Vorgegebener Text |
════════════════

Warum es die Michis gibt? Weil Mexiko für Frauen besonders gefährlich ist. Laut offiziellen Zahlen werden im Schnitt täglich zehn Frauen ermordet. Häufig sind die Gründe männliche Eifersucht, Besitzdenken, Dominanz, sexuelle Übergriffe. Der Staat wirkt hilflos. Viele Michis haben Gewalt selbst oder im engen Umfeld erlebt. Ihre Wut und ihre Verletzung sind der Antrieb für ihre Aktionen. Manchmal müssen auch Denkmäler dran glauben, so wie heute. Sie sind ideale Flächen, um Botschaften zu verkünden.
"Die Monumente sind ja nicht lebendig, von denen verschwinden nicht zehn am Tag. Denkmäler sind aus Stein. Wir sind aus Fleisch und Blut, wir kämpfen hier und sind viel wichtiger als diese Monumente", sagt Michi verde. "Ni una mas, ni una mas, ni una assesinada mas!", rufen Demonstrat:innen. Keine Ermordete mehr, skandieren sie. Die schwarze Uniform ist auch ein Statement. "Die Vermummung bedeutet, dass das nicht unser persönlicher Kampf ist, sondern wir für alle Frauen stehen", erzählt Michi verde.
Die Gegner:innen der Michis
Und sie haben einiges erreicht: Fast ein Drittel der Bundesstaaten Mexikos hat Abtreibung inzwischen legalisiert. Ein Erfolg der Feministinnen – doch die praktische Umsetzung stößt weiter an Grenzen, besonders außerhalb der Großstädte – und Vorurteile halten sich hartnäckig. Und es gibt auch Frauen, die anderer Meinung sind, die gegen Abtreibung demonstrieren. Lebensschützerinnen postieren sich vor Kliniken, die Abtreibungen anbieten. Wer dort Hilfe sucht, bekommt mit einem Flyer ihre Sicht auf Abtreibung, die geprägt ist von Glauben und Moral.

════════════════

Aufgaben |
a - Wie viele Frauen werden nach dem Text über die Michis laut offiziellen Zahlen in Mexiko durchschnittlich pro Tag ermordet?
b - Fassen Sie den Absatz des Textes über die Michis, der mit „Und sie haben einiges erreicht“ beginnt, als Stichpunktliste zusammen und behalten Sie dabei die wesentlichen Fakten bei.
c - Stimmen die folgenden Aussagen mit dem Text über die Michis überein? Antworten Sie jeweils mit Ja oder Nein und zitieren Sie die entscheidenden Worte des Textes.
(i) In fast einem Drittel der Bundesstaaten Mexikos ist Abtreibung inzwischen legal.
(ii) Die Vermummung soll zeigen, dass es sich um den persönlichen Kampf jeder einzelnen Aktivistin handelt.
(iii) Lebensschützerinnen stellen sich vor Kliniken, die Abtreibungen anbieten.

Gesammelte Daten
════════════════

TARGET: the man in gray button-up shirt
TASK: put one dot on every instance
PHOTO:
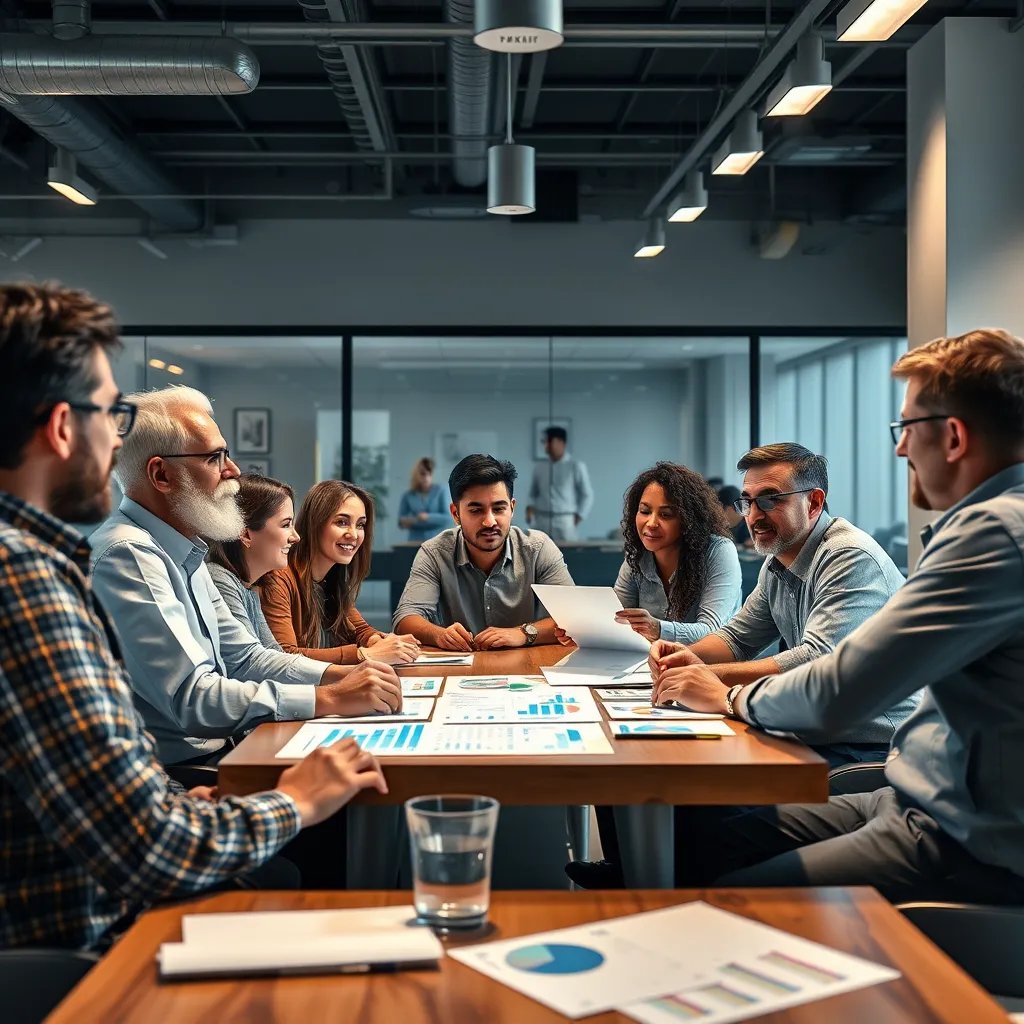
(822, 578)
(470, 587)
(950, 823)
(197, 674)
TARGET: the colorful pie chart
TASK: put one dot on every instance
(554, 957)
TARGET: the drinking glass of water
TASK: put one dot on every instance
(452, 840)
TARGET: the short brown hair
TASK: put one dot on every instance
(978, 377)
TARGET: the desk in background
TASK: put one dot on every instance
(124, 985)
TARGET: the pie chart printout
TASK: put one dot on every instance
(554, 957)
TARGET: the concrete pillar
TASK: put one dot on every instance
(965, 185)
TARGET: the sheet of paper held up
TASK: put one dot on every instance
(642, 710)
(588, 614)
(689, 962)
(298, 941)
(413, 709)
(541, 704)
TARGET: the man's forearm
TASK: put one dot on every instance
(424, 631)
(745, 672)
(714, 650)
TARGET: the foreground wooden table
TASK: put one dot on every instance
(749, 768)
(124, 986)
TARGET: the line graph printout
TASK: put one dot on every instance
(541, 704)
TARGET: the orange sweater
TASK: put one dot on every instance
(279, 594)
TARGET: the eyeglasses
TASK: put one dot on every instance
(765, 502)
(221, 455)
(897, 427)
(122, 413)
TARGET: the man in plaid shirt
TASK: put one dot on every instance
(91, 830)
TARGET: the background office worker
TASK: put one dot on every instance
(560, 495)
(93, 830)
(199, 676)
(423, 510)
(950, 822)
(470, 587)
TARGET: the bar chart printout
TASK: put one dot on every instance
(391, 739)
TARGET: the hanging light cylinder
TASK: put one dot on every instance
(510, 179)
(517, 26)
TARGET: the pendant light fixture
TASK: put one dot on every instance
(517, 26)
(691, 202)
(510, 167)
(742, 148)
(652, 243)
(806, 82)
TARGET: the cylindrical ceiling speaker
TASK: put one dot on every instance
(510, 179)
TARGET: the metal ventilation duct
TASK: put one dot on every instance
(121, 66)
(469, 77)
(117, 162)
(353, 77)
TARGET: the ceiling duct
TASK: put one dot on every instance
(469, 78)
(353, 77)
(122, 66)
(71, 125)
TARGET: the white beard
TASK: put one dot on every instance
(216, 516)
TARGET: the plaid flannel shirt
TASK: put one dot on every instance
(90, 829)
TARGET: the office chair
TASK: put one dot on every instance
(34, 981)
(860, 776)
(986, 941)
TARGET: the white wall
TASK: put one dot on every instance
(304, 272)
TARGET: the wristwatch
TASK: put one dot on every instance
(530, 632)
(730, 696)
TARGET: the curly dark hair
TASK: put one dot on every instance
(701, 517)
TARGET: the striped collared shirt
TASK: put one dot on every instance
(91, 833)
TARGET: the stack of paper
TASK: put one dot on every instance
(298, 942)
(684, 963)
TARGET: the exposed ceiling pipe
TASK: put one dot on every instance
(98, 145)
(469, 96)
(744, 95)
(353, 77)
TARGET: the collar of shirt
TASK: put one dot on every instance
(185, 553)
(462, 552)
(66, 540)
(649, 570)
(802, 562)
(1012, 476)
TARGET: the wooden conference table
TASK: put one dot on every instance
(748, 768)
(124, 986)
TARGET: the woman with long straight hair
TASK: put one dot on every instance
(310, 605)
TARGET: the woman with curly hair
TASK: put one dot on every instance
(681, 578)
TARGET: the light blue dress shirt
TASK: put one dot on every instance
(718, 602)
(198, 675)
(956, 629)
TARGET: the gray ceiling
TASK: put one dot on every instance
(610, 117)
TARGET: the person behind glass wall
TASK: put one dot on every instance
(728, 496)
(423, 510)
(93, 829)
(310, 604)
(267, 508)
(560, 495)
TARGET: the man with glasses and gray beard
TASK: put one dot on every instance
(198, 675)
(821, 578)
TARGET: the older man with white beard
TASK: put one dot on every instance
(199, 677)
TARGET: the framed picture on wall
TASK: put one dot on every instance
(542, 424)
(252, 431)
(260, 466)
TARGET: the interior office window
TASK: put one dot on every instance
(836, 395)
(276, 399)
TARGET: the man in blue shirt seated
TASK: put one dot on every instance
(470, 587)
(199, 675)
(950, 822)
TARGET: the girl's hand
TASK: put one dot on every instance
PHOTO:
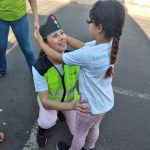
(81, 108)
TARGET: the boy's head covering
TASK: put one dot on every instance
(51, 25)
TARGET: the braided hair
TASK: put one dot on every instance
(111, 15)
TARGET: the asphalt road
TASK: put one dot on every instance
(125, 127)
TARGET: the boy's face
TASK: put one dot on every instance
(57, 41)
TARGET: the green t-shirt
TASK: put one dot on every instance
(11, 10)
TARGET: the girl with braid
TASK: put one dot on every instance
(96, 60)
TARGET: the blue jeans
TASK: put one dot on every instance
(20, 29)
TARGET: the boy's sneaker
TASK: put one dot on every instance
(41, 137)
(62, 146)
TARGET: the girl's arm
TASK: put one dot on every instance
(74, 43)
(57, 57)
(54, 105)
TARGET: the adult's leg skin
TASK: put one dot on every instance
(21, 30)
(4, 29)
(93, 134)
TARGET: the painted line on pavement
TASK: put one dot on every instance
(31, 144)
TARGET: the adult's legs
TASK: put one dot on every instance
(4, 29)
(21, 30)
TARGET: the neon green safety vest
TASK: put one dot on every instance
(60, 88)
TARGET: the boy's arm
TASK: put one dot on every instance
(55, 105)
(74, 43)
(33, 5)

════════════════

Lösungen |
a - Im Schnitt werden täglich zehn Frauen ermordet.

b -
- Fast ein Drittel der mexikanischen Bundesstaaten hat Abtreibung legalisiert, ein Erfolg der Feministinnen.
- Die praktische Umsetzung stößt weiterhin an Grenzen, vor allem außerhalb der Großstädte.
- Vorurteile halten sich hartnäckig.
- Manche Frauen demonstrieren gegen Abtreibung.
- Lebensschützerinnen stellen sich vor Kliniken, die Abtreibungen anbieten.
- Hilfesuchende erhalten dort Flyer mit einer von Glauben und Moral geprägten Sicht auf Abtreibung.

c -
(i) Ja: „Fast ein Drittel der Bundesstaaten Mexikos hat Abtreibung inzwischen legalisiert.“
(ii) Nein: „Die Vermummung bedeutet, dass das nicht unser persönlicher Kampf ist, sondern wir für alle Frauen stehen“
(iii) Ja: „Lebensschützerinnen postieren sich vor Kliniken, die Abtreibungen anbieten.“